DATA ENTRIES:
>> Begin
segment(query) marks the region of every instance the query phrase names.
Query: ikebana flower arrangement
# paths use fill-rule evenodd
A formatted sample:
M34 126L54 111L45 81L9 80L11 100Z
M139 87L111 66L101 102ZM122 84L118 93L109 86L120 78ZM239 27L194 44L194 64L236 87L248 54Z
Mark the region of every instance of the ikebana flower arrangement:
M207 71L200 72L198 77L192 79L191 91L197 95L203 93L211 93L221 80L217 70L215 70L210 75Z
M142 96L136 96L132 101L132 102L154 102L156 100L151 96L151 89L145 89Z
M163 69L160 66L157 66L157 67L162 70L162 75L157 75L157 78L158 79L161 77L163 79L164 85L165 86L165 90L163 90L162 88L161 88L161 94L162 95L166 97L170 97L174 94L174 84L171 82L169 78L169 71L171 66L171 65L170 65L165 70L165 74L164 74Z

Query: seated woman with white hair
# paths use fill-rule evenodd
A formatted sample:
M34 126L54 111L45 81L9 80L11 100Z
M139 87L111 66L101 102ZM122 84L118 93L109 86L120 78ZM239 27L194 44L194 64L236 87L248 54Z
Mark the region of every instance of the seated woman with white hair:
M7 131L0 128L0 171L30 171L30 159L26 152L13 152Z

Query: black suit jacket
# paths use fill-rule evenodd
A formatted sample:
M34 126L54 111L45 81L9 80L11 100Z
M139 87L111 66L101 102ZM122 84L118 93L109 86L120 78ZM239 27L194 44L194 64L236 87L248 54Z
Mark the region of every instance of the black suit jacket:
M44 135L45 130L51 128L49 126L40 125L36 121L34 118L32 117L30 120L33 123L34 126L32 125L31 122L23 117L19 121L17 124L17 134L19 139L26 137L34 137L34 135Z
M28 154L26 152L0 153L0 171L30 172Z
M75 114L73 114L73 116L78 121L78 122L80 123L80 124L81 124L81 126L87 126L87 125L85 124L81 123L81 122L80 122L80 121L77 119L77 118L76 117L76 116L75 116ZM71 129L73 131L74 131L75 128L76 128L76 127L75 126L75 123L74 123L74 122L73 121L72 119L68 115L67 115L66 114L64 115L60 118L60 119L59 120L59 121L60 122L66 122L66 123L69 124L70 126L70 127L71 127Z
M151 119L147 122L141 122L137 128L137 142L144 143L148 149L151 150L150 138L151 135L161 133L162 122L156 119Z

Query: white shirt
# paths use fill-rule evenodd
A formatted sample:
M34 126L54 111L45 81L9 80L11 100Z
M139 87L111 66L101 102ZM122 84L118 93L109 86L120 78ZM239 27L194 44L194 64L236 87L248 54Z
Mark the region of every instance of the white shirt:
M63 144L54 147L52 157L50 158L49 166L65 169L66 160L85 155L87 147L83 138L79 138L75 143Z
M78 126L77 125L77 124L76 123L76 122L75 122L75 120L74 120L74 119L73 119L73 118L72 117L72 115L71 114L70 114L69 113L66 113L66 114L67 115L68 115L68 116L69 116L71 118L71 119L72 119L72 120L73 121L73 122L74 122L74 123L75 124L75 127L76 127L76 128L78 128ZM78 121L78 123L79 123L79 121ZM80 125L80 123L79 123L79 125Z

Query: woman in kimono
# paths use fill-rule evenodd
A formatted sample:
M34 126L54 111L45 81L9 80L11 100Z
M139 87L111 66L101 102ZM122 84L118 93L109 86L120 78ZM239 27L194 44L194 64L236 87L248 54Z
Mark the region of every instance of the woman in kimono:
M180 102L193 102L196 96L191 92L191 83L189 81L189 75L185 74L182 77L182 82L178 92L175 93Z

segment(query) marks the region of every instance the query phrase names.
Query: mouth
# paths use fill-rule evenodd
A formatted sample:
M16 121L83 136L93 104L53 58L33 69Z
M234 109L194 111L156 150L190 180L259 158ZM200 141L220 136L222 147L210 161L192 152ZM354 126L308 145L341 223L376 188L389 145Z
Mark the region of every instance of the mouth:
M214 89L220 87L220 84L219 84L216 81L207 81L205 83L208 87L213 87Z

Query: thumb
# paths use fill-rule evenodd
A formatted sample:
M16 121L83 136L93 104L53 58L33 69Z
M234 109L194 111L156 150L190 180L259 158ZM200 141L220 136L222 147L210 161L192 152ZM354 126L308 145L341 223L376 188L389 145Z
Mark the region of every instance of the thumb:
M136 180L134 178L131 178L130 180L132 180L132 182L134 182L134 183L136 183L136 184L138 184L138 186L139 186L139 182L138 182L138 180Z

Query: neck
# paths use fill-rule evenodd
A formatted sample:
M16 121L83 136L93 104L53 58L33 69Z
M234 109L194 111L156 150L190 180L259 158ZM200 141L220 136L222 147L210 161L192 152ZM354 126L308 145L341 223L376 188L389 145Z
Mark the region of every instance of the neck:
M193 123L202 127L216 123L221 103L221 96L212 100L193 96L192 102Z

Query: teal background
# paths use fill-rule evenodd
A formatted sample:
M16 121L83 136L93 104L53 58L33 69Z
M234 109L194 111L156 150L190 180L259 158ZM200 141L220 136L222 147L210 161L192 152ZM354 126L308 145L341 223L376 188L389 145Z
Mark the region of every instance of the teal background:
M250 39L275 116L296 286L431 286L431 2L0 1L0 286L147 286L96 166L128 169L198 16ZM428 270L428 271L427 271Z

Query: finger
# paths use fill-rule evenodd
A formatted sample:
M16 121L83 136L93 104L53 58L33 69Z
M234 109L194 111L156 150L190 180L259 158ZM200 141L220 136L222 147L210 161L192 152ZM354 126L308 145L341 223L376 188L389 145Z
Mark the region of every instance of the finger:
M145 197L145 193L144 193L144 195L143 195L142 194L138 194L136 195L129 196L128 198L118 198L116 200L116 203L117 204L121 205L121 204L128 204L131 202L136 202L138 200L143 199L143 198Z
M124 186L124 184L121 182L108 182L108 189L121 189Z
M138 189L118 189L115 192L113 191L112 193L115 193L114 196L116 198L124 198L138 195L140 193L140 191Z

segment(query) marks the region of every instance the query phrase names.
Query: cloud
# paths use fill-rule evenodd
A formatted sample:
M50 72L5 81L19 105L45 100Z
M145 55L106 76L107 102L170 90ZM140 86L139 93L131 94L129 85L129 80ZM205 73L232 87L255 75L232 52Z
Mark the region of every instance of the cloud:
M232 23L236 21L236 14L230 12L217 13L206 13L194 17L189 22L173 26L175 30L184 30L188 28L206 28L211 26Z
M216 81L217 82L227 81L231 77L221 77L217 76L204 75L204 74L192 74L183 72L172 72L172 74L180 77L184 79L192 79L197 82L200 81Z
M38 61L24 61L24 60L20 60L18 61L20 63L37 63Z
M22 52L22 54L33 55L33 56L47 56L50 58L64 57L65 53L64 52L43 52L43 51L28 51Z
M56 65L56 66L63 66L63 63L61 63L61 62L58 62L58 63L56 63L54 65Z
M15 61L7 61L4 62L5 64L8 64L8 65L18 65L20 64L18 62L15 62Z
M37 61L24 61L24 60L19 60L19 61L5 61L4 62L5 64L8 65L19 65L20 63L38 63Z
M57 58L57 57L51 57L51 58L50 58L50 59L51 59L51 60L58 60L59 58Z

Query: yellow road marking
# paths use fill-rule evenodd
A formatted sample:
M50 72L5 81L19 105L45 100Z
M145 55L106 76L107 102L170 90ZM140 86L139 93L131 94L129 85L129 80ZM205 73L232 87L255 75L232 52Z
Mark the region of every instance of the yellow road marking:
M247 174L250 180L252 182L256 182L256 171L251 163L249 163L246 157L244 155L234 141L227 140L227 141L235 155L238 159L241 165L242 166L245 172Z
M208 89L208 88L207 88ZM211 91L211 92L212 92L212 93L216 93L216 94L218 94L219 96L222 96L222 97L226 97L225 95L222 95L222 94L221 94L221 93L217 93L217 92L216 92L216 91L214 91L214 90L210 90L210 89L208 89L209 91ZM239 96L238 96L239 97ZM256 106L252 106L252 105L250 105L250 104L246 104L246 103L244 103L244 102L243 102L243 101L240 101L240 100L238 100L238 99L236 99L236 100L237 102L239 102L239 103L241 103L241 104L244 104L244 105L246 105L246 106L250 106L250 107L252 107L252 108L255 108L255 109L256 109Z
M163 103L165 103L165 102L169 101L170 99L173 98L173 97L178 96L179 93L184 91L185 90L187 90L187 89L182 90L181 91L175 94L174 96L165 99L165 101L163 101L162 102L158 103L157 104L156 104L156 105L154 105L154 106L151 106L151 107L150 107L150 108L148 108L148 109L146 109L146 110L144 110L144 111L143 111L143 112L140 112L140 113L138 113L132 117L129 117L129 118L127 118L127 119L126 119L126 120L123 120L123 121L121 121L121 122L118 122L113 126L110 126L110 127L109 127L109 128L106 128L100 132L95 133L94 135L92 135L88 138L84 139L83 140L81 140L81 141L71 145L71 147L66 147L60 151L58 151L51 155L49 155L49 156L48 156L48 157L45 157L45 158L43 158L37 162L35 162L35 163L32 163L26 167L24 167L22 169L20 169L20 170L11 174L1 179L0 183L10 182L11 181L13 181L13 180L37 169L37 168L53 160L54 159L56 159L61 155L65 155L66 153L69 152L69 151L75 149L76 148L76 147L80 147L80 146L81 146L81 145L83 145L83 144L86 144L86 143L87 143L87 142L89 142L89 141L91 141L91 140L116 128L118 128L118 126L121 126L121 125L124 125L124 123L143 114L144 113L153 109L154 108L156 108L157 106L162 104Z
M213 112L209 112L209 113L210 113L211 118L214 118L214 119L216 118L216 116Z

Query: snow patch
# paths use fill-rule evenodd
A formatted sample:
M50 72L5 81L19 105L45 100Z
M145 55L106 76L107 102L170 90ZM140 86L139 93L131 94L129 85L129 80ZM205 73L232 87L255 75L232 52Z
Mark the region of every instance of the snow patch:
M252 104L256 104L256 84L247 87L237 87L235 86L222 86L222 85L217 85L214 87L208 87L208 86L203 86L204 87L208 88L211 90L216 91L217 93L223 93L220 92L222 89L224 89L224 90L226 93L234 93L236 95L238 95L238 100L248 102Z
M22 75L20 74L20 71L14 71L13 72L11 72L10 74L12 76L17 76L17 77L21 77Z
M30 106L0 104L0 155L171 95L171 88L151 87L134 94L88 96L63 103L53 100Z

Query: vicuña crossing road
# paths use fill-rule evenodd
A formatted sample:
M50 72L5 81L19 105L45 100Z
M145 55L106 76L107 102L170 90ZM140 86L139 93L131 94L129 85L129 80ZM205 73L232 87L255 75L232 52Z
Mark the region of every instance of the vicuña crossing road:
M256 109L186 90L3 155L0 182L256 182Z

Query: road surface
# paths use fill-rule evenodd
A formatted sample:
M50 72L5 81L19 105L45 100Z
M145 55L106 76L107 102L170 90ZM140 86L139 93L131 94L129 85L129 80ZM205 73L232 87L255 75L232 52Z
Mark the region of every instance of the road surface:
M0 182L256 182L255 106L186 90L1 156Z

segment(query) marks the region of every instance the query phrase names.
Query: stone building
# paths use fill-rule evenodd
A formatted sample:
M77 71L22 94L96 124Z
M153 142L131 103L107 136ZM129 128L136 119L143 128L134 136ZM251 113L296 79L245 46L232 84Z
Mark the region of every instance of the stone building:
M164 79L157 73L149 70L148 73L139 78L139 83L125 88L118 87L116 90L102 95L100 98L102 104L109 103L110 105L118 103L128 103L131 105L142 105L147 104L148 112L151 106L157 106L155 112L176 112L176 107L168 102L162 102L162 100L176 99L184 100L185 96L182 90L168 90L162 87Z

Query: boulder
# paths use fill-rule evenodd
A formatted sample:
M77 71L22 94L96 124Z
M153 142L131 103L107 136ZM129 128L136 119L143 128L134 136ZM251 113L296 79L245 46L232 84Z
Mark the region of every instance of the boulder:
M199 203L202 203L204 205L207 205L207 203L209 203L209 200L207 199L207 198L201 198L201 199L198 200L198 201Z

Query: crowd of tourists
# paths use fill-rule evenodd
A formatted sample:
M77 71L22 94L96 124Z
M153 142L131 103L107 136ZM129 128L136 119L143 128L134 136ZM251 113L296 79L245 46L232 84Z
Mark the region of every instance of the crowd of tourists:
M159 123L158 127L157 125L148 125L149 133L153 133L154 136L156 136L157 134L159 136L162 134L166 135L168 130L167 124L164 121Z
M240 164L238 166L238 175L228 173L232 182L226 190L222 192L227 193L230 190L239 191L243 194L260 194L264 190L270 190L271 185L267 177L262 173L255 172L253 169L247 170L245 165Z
>> End
WRITTEN EXERCISE: Render the section of the records that opens with the line containing "Query: snow patch" and closes with the line containing "M22 75L20 74L20" as a numbered list, both of those lines included. Omit any blank lines.

RESPONSE TO THIS TASK:
1. Query: snow patch
2. # paths use fill-rule evenodd
3. A formatted sample:
4. M50 72L5 81L19 105L45 100Z
5. M145 55L106 76L107 102L170 90ZM140 86L139 93L131 94L129 85L129 80ZM205 73L232 87L255 75L232 52Z
6. Mark the region of every instance of the snow patch:
7. M252 104L256 104L256 84L247 87L237 87L235 86L222 86L222 85L217 85L214 87L208 87L208 86L203 86L204 87L208 88L211 90L216 91L217 93L223 93L220 92L222 89L224 89L224 90L226 93L234 93L236 95L238 95L238 100L248 102Z
8. M22 75L20 74L20 71L14 71L13 72L11 72L10 74L12 76L17 76L17 77L21 77Z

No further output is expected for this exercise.